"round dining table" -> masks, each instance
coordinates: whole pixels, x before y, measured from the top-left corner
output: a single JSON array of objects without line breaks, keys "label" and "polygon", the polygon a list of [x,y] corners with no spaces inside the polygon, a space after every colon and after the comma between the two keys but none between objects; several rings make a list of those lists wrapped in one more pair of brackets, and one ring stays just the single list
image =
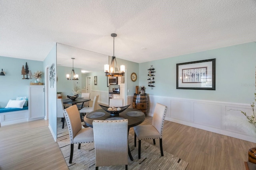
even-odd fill
[{"label": "round dining table", "polygon": [[[105,114],[102,113],[102,112]],[[129,114],[130,113],[133,113],[137,114],[135,114],[134,115]],[[100,113],[102,113],[102,114],[104,115],[99,117],[94,117],[93,116],[89,116],[89,115],[93,116],[94,113],[100,113]],[[86,117],[86,115],[87,115],[87,117]],[[92,122],[94,120],[127,119],[128,119],[128,133],[129,134],[129,130],[130,128],[137,126],[142,123],[145,120],[145,115],[143,112],[137,109],[133,109],[132,108],[127,108],[124,111],[119,113],[118,115],[112,115],[103,109],[99,109],[86,115],[84,117],[84,124],[85,124],[86,126],[93,128]],[[132,158],[132,156],[131,154],[129,145],[128,145],[128,154],[130,159],[131,160],[133,160],[133,158]]]}]

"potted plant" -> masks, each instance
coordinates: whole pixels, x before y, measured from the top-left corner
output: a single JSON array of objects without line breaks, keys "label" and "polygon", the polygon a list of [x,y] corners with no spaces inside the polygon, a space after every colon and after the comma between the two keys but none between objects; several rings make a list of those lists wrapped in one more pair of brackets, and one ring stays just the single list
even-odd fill
[{"label": "potted plant", "polygon": [[61,96],[61,92],[57,92],[57,97],[58,99],[62,99],[62,96]]}]

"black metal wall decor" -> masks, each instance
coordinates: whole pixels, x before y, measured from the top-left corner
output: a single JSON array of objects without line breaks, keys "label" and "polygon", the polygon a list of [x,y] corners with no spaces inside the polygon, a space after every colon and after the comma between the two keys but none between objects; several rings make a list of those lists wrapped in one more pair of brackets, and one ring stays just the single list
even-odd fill
[{"label": "black metal wall decor", "polygon": [[[31,70],[29,70],[27,62],[26,62],[25,67],[24,67],[24,65],[22,66],[22,68],[21,68],[21,74],[23,75],[22,79],[32,79],[31,76],[32,75],[32,73],[31,73]],[[25,75],[26,75],[26,78],[25,78]],[[30,78],[28,78],[28,76],[30,76]]]},{"label": "black metal wall decor", "polygon": [[151,88],[151,89],[153,89],[155,87],[154,73],[156,72],[155,71],[155,69],[153,67],[152,65],[151,66],[150,68],[148,70],[148,86]]},{"label": "black metal wall decor", "polygon": [[53,88],[54,82],[55,82],[55,68],[54,68],[54,63],[52,63],[50,67],[49,78],[50,82],[50,87],[51,88],[52,86],[52,88]]}]

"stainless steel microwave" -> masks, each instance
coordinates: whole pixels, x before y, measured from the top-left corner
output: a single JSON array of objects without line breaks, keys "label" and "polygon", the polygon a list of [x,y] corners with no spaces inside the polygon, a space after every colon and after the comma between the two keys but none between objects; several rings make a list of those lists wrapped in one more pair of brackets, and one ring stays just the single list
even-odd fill
[{"label": "stainless steel microwave", "polygon": [[117,84],[118,82],[118,77],[108,77],[109,84]]}]

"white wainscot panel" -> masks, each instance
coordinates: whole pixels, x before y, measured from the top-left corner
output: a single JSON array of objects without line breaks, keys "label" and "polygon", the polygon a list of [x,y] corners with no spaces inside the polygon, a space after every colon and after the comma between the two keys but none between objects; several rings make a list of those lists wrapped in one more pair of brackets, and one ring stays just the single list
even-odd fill
[{"label": "white wainscot panel", "polygon": [[207,126],[221,128],[222,106],[194,103],[194,121]]},{"label": "white wainscot panel", "polygon": [[[230,110],[231,109],[231,110]],[[240,110],[246,113],[248,116],[253,114],[250,107],[246,106],[237,107],[226,106],[226,115],[224,117],[224,124],[226,129],[232,132],[238,132],[244,134],[256,136],[255,128],[248,121],[246,117]]]},{"label": "white wainscot panel", "polygon": [[193,121],[192,111],[193,103],[184,100],[172,100],[171,106],[171,117],[185,121]]},{"label": "white wainscot panel", "polygon": [[127,96],[127,105],[130,104],[129,107],[132,108],[132,102],[133,102],[133,96]]}]

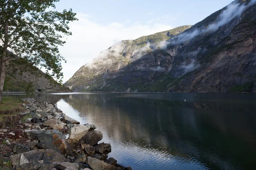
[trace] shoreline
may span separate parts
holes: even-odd
[[[0,129],[0,167],[131,170],[108,158],[111,145],[99,142],[102,134],[95,125],[80,125],[54,103],[31,98],[23,101],[26,111],[15,115],[19,119],[17,125]]]

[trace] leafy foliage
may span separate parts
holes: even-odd
[[[3,79],[10,69],[44,67],[47,75],[61,82],[60,62],[64,59],[58,47],[66,42],[65,36],[72,35],[68,23],[78,19],[72,9],[55,11],[55,3],[58,1],[0,0],[1,92]]]

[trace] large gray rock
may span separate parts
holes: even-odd
[[[117,161],[113,159],[113,158],[109,158],[108,159],[106,159],[105,161],[105,162],[107,164],[111,164],[113,166],[116,166],[117,163]]]
[[[96,126],[93,125],[75,125],[73,127],[70,128],[67,131],[70,136],[69,140],[72,142],[78,142],[89,130],[96,128]]]
[[[119,170],[117,167],[113,165],[90,156],[87,157],[86,163],[93,170]]]
[[[55,108],[54,108],[53,107],[46,108],[44,109],[44,110],[43,110],[43,111],[44,111],[45,112],[51,113],[52,113],[56,112],[56,109],[55,109]]]
[[[87,132],[82,139],[86,144],[94,146],[102,139],[102,133],[99,130],[92,130]]]
[[[23,153],[30,151],[29,147],[24,144],[15,144],[13,146],[13,152],[17,153]]]
[[[45,133],[38,135],[38,139],[40,142],[52,143],[52,140],[53,139],[52,135]]]
[[[86,144],[82,142],[81,143],[81,147],[84,152],[88,155],[93,155],[95,153],[95,148],[94,147],[90,145],[89,144]]]
[[[72,162],[79,163],[81,162],[82,163],[86,162],[86,156],[84,154],[82,154],[79,156],[77,157],[72,160]]]
[[[5,129],[0,129],[0,133],[6,133],[8,131],[8,130]]]
[[[44,131],[42,130],[31,130],[27,132],[31,141],[38,140],[38,136],[44,133]]]
[[[54,162],[50,164],[50,168],[54,168],[59,170],[78,170],[79,165],[75,163],[67,162]]]
[[[105,144],[104,142],[97,144],[94,146],[95,151],[99,153],[109,153],[111,152],[111,145]]]
[[[51,143],[39,142],[36,144],[36,146],[37,146],[39,149],[45,150],[52,149],[59,153],[61,153],[61,150],[60,150],[56,146],[52,144]]]
[[[49,126],[52,129],[57,129],[59,130],[61,130],[63,129],[65,125],[64,123],[61,122],[60,124],[58,124],[57,120],[55,119],[48,120],[44,122],[43,124],[44,126]]]
[[[16,166],[33,162],[50,164],[55,162],[66,161],[64,156],[52,150],[33,150],[22,154],[12,155],[10,157],[12,165]]]
[[[71,123],[71,124],[77,124],[77,125],[80,124],[80,122],[79,122],[77,121],[76,120],[71,118],[70,117],[68,116],[67,115],[65,115],[64,116],[64,118],[61,119],[61,121],[63,121],[63,122],[64,122],[67,124],[67,121],[68,121],[68,122],[70,122],[70,123]]]
[[[49,170],[50,165],[40,164],[38,162],[32,162],[23,164],[16,168],[17,170]]]
[[[44,119],[43,118],[33,117],[31,119],[31,122],[34,123],[43,123],[44,122]]]
[[[36,144],[38,143],[38,140],[35,140],[32,141],[30,141],[28,143],[28,146],[29,146],[31,150],[34,150],[35,149],[35,146]]]

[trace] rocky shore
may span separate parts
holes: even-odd
[[[102,133],[80,125],[50,102],[24,99],[18,125],[0,129],[0,168],[27,170],[129,170],[108,158]]]

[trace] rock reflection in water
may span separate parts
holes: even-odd
[[[110,156],[133,169],[250,169],[256,158],[256,97],[222,95],[35,97],[58,102],[68,115],[96,125],[112,145]]]

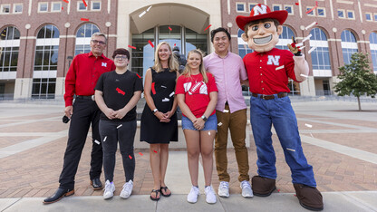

■ ■ ■ ■ ■

Reproduce the records from the line containing "[trace] rock reflection in water" through the end of the records, with "separate parts" replaced by "disconnected regions" and everything else unchanged. Omit the pictures from your answer.

WRITTEN ANSWER:
[trace] rock reflection in water
may span disconnected regions
holes: even-odd
[[[110,156],[133,169],[250,169],[256,158],[256,97],[222,95],[35,97],[58,102],[68,115],[96,125],[112,145]]]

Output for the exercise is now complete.